━━━ 入力データ
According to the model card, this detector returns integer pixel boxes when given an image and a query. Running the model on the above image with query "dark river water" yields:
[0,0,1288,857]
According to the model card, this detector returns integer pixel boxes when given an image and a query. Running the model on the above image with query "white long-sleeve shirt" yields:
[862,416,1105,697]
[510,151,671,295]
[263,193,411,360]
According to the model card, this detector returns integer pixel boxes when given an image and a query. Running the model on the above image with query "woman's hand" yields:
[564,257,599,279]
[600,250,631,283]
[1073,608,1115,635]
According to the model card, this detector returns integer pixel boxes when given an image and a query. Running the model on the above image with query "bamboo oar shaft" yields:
━━━━━━
#### [課題の要件]
上記の記録をすべて、各行を「番号」と「内容」の二列からなるMarkdownの表に整えてください。空行は含めないでください。

#### [回答]
| 番号 | 内容 |
|---|---|
| 1 | According to the model card, this detector returns integer pixel boxes when given an image and a query. Running the model on the above image with query "dark river water" yields: |
| 2 | [0,0,1288,857] |
| 3 | According to the model card, this detector returns integer pixel boxes when given an image and a query. Running the model on the above image with query "white long-sleeve shirt" yields: |
| 4 | [862,416,1105,697] |
| 5 | [510,151,671,295] |
| 6 | [263,193,411,360] |
| 7 | According to the model card, this detector returns integer pixel boxes when given an image and a query. Running the model on the above image with query "woman's hand" yields: |
| 8 | [564,257,599,279] |
| 9 | [600,250,631,283] |
| 10 | [1073,608,1115,635] |
| 11 | According to the model card, this detector returns integer pixel boxes when given an image and a query. Running the model on the above image with query "bamboo oar shaft" yields: |